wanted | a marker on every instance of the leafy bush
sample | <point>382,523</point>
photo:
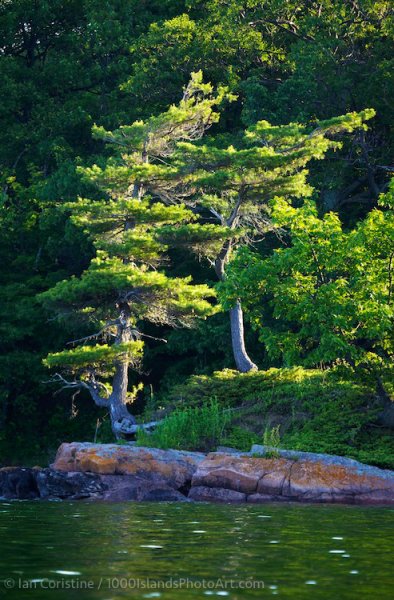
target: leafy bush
<point>318,411</point>
<point>191,428</point>
<point>240,438</point>
<point>271,437</point>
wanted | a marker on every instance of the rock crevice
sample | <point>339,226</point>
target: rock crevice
<point>119,473</point>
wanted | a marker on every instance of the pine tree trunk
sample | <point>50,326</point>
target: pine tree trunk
<point>242,360</point>
<point>121,419</point>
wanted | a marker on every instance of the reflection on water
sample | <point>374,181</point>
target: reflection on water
<point>170,551</point>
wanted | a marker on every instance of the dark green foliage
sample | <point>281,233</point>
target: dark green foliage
<point>65,65</point>
<point>316,411</point>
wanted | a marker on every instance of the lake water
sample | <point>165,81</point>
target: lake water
<point>170,551</point>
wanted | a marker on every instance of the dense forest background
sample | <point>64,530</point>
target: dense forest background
<point>66,65</point>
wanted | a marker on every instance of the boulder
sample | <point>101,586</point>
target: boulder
<point>174,467</point>
<point>129,487</point>
<point>18,483</point>
<point>209,494</point>
<point>73,486</point>
<point>314,478</point>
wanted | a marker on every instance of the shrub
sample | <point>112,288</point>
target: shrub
<point>192,428</point>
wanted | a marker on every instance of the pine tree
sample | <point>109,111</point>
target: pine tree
<point>124,284</point>
<point>233,185</point>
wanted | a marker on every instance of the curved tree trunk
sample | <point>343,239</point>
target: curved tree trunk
<point>242,360</point>
<point>121,420</point>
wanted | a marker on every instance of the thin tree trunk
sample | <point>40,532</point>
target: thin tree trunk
<point>242,360</point>
<point>121,419</point>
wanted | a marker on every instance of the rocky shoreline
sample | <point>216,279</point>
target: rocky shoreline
<point>118,473</point>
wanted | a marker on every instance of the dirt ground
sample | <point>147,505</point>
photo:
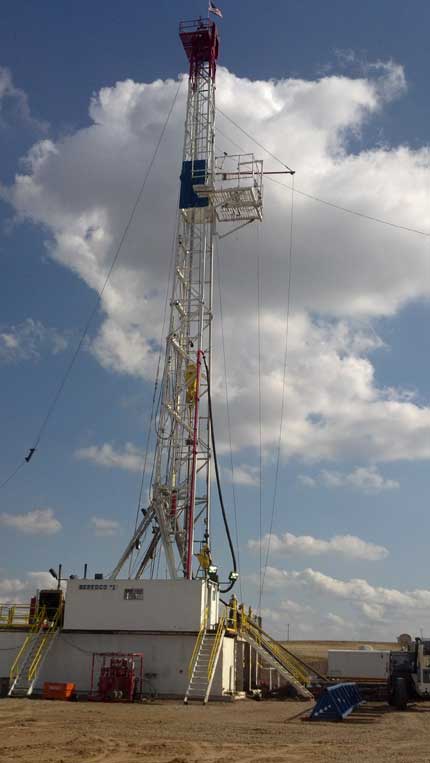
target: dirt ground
<point>40,731</point>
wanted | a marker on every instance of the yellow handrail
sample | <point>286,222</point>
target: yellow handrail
<point>198,643</point>
<point>52,629</point>
<point>218,637</point>
<point>281,654</point>
<point>35,628</point>
<point>14,615</point>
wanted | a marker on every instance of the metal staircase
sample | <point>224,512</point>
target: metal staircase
<point>276,656</point>
<point>30,658</point>
<point>204,661</point>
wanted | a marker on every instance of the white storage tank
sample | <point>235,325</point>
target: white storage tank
<point>359,663</point>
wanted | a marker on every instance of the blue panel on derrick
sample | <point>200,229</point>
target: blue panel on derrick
<point>193,173</point>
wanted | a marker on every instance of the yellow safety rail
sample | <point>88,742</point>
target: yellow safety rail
<point>284,657</point>
<point>218,637</point>
<point>198,643</point>
<point>34,629</point>
<point>14,615</point>
<point>49,633</point>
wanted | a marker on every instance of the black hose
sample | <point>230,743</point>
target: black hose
<point>218,482</point>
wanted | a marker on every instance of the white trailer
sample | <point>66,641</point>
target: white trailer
<point>359,663</point>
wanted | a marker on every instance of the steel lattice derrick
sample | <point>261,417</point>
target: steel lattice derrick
<point>178,516</point>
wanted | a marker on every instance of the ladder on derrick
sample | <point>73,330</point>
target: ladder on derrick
<point>276,656</point>
<point>204,661</point>
<point>31,656</point>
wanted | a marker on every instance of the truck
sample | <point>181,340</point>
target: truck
<point>410,674</point>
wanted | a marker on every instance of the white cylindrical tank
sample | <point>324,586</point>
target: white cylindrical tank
<point>357,663</point>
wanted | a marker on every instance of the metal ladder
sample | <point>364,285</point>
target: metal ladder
<point>276,656</point>
<point>204,662</point>
<point>31,656</point>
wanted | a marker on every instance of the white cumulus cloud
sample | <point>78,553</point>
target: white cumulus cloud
<point>129,457</point>
<point>14,103</point>
<point>348,546</point>
<point>345,270</point>
<point>36,522</point>
<point>366,479</point>
<point>103,527</point>
<point>28,340</point>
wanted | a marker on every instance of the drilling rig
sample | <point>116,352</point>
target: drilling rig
<point>213,190</point>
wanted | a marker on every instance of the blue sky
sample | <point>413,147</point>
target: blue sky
<point>347,84</point>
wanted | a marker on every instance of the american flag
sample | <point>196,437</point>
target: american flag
<point>213,9</point>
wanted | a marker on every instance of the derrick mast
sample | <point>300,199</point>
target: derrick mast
<point>178,516</point>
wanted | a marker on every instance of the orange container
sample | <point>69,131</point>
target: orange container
<point>57,690</point>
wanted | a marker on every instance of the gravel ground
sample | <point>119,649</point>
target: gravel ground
<point>39,731</point>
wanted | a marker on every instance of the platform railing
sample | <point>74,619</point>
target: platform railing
<point>14,615</point>
<point>34,629</point>
<point>216,645</point>
<point>197,645</point>
<point>49,633</point>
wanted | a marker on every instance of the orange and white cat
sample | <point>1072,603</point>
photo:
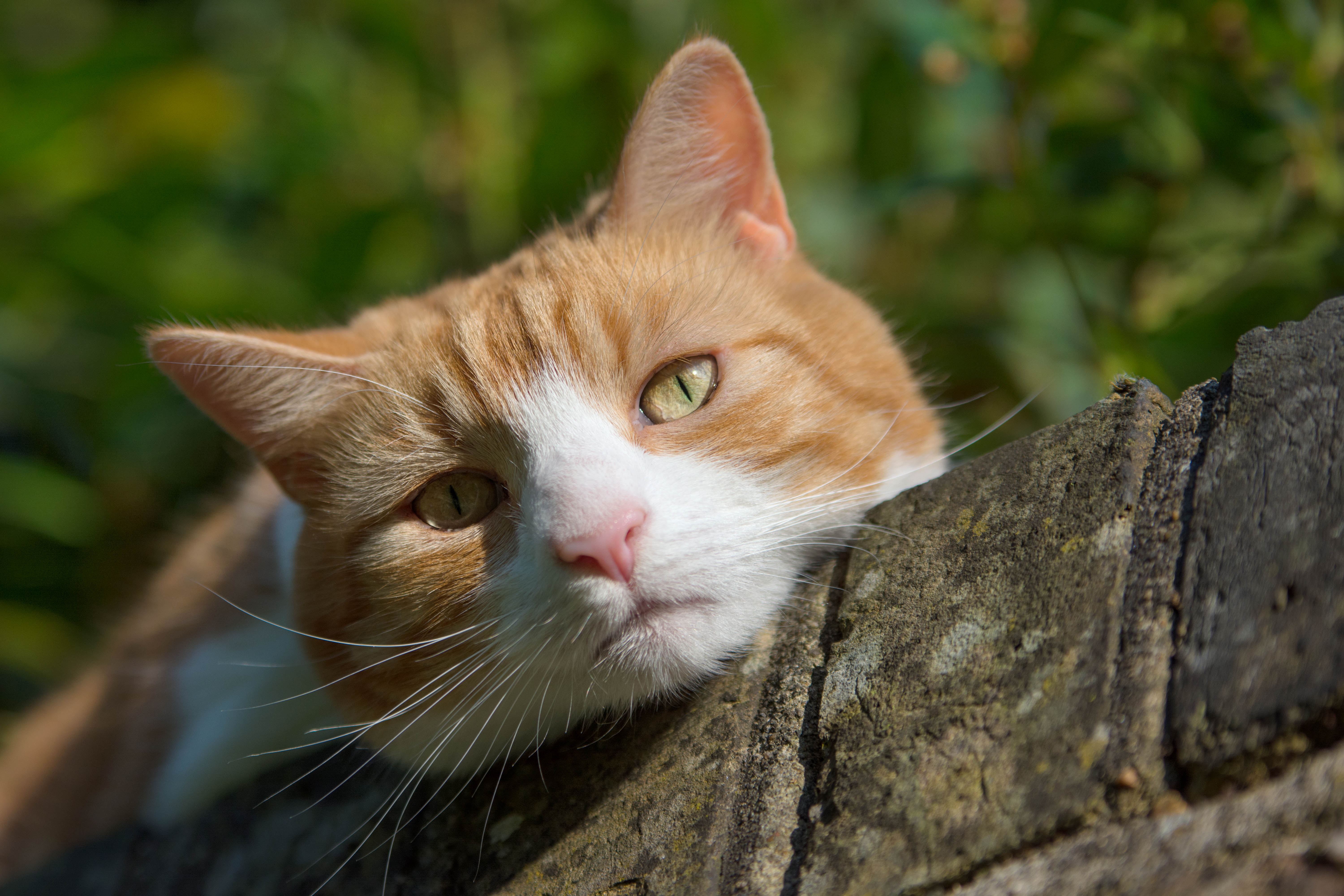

○ ○ ○ ○ ○

WHAT IS REQUIRED: Rewrite everything from the start of the entries down to the line containing "<point>192,428</point>", both ends included. Keep every line, including the requests and their sample points, unchanged, except that each answer coordinate is multiplied by 0.7 and rounded to a whole number with halves going up. Leave the pictures out.

WRITTEN SOLUTION:
wanted | a marker on every instance of the leafy bush
sample | <point>382,523</point>
photo:
target: leafy bush
<point>223,288</point>
<point>134,300</point>
<point>168,307</point>
<point>190,306</point>
wanted | a marker on every instance of the rock crevice
sample | <point>339,226</point>
target: rock crevice
<point>83,331</point>
wanted | a marker on every instance of the pine tree trunk
sample | <point>50,326</point>
target: pine tree trunk
<point>169,252</point>
<point>85,293</point>
wanted | a marker on every instance of the reflection on water
sample | <point>374,181</point>
target: reflection on water
<point>119,386</point>
wanted | a marker on every instance of the dark green foliage
sample | <point>281,233</point>
target: dark green foliage
<point>46,46</point>
<point>221,288</point>
wanted | a marker on every instance of the lake water
sample | <point>165,81</point>
target: lake water
<point>119,386</point>
wanted | a marker on every instance of the dense forest background
sample | <point>64,530</point>
target: dense forest background
<point>46,46</point>
wanted | a marker on every instance of the boulder
sample | <point>101,586</point>
target: boulder
<point>122,327</point>
<point>90,341</point>
<point>13,338</point>
<point>146,346</point>
<point>51,340</point>
<point>220,335</point>
wanted | a marker on every instance of the shrub
sample | <point>112,288</point>
target: shrub
<point>134,300</point>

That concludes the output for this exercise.